:: Reading text ::

# I give you my service! (Watering) [OPEN]



## Wiimfiuser (May 3, 2020)

I am opening my own business where I water people's plants when available, payment is Bells or NMT, but occasionally will do it for free.

Ask on here and if I can, I'll message you.

_________
Triple System.
Triple system works when every 3 times I do a specific player they get the third time absolutely free! On special occasions ( birthdays, ac weddings, parties, etc. ), I'll water for free!

:3

Have fun!



Times 

 07:00 (AM) Until 08:00 (AM) UK Time 


 15:30 (3:30pm) Until 19:00 (7pm) UK Time


----------



## MayorBenjamin (May 3, 2020)

What sort of prices are you charging?


----------



## Wiimfiuser (May 3, 2020)

Anything in NMT, but bells are 5000+.

	Post automatically merged: May 3, 2020

Occasionally, it's free.

	Post automatically merged: May 3, 2020

Lastly, I may require players to give/craft me a watering can, and I'll return it if needed.

	Post automatically merged: May 3, 2020


----------



## -Zora- (May 3, 2020)

I can give you 50k to water my flowers as I have a TON if you're willing


----------



## Wiimfiuser (May 3, 2020)

Deal, but do you mind giving me a can to use? Also- Dodo Code? DM me it please.


----------



## Wiimfiuser (May 6, 2020)

Bump!


----------



## mistakenolive (May 6, 2020)

Would you do 30k?


----------



## Wiimfiuser (May 6, 2020)

mistakenolive said:


> Would you do 30k?


Sure! Just pm me your Dodo code.


----------



## Wiimfiuser (May 6, 2020)

Bump.


----------



## Bunnybea (May 6, 2020)

Pming you


----------



## Biancasbotique (May 6, 2020)

99k


----------



## Wiimfiuser (May 6, 2020)

Biancasbotique said:


> 99k


Okay! Want them watered now or tomorrow?


----------



## Biancasbotique (May 6, 2020)

are u gonna be on at 5?


----------



## Wiimfiuser (May 6, 2020)

Biancasbotique said:


> are u gonna be on at 5?


What time zone?

	Post automatically merged: May 6, 2020

Also in like half an hour my phone shuts down


----------



## MayorJessiLissy (May 6, 2020)

Hi would you water for 2NMT?


----------



## Wiimfiuser (May 7, 2020)

MayorJessiLissy said:


> Hi would you water for 2NMT?


If you're available now until 8AM and after 3PM UK time then sure

	Post automatically merged: May 7, 2020

Bump


----------



## Wiimfiuser (May 12, 2020)

Bump!


----------



## Wiimfiuser (May 18, 2020)

Bump!

NEWS!

Today is museum day! Taking all requests for free!
You can tip if you want to but it is not necessary.
Thank you!


----------



## Holysub (May 18, 2020)

Hi, are you still available?


----------



## Wiimfiuser (May 18, 2020)

Holysub said:


> Hi, are you still available?


Yes, in fact, I am! Today is free, too.


----------



## Holysub (May 18, 2020)

Wiimfiuser said:


> Yes, in fact, I am! Today is free, too.


Sweet! I'll send you a dodo code! There is a can by the airport you can use


----------



## Wiimfiuser (May 18, 2020)

:::

- **Things to do**
**a)** From the watering-service thread, extract the passage starting at "What sort of" and ending at "Occasionally, it's free.".
**b)** In the watering-service thread, what does the service owner say payment in Bells must be?

:: Extracted material ::

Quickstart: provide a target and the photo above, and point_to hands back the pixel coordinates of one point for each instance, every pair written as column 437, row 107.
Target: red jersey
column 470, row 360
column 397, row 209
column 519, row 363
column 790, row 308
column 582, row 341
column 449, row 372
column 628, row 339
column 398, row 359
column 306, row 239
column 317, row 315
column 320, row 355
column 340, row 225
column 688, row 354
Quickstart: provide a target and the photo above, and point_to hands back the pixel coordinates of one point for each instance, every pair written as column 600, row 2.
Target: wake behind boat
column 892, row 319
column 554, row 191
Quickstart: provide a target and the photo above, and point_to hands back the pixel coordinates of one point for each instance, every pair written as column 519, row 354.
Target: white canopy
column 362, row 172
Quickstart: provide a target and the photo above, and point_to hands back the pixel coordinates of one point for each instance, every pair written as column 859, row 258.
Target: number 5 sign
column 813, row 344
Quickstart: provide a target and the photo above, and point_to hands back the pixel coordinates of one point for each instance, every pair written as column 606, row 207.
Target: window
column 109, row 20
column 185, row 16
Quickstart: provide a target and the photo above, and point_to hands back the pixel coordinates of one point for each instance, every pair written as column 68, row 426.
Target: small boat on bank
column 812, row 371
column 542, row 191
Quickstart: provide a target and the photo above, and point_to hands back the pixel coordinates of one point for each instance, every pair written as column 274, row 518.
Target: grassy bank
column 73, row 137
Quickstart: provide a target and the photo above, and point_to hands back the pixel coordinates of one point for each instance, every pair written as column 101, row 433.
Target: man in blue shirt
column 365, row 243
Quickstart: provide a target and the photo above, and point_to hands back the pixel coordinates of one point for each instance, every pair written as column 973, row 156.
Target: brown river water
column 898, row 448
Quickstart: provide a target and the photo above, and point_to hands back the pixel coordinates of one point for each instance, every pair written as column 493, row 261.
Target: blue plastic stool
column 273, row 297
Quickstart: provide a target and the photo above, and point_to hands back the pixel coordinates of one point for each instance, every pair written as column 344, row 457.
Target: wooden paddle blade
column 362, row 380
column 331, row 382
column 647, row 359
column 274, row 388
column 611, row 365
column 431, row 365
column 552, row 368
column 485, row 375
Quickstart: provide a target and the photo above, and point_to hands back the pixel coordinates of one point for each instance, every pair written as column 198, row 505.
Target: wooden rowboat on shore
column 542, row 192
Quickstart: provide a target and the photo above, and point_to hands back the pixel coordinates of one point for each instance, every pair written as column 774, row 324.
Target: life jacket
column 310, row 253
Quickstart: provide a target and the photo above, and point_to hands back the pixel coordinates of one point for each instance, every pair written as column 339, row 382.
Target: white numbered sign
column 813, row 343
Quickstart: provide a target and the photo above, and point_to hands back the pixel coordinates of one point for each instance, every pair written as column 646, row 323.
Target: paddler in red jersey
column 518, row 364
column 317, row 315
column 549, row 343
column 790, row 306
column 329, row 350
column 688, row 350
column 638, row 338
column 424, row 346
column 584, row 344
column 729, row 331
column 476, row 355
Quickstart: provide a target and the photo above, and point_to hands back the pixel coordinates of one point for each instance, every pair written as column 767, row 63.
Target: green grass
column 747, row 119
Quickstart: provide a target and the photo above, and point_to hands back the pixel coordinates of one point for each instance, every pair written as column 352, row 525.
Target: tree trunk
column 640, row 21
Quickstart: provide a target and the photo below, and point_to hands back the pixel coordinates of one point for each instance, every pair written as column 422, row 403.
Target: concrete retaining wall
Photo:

:::

- **Solutions to each task**
**a)**
What sort of prices are you charging?


----------



## Wiimfiuser (May 3, 2020)

Anything in NMT, but bells are 5000+.

	Post automatically merged: May 3, 2020

Occasionally, it's free.

**b)** 5000+ Bells.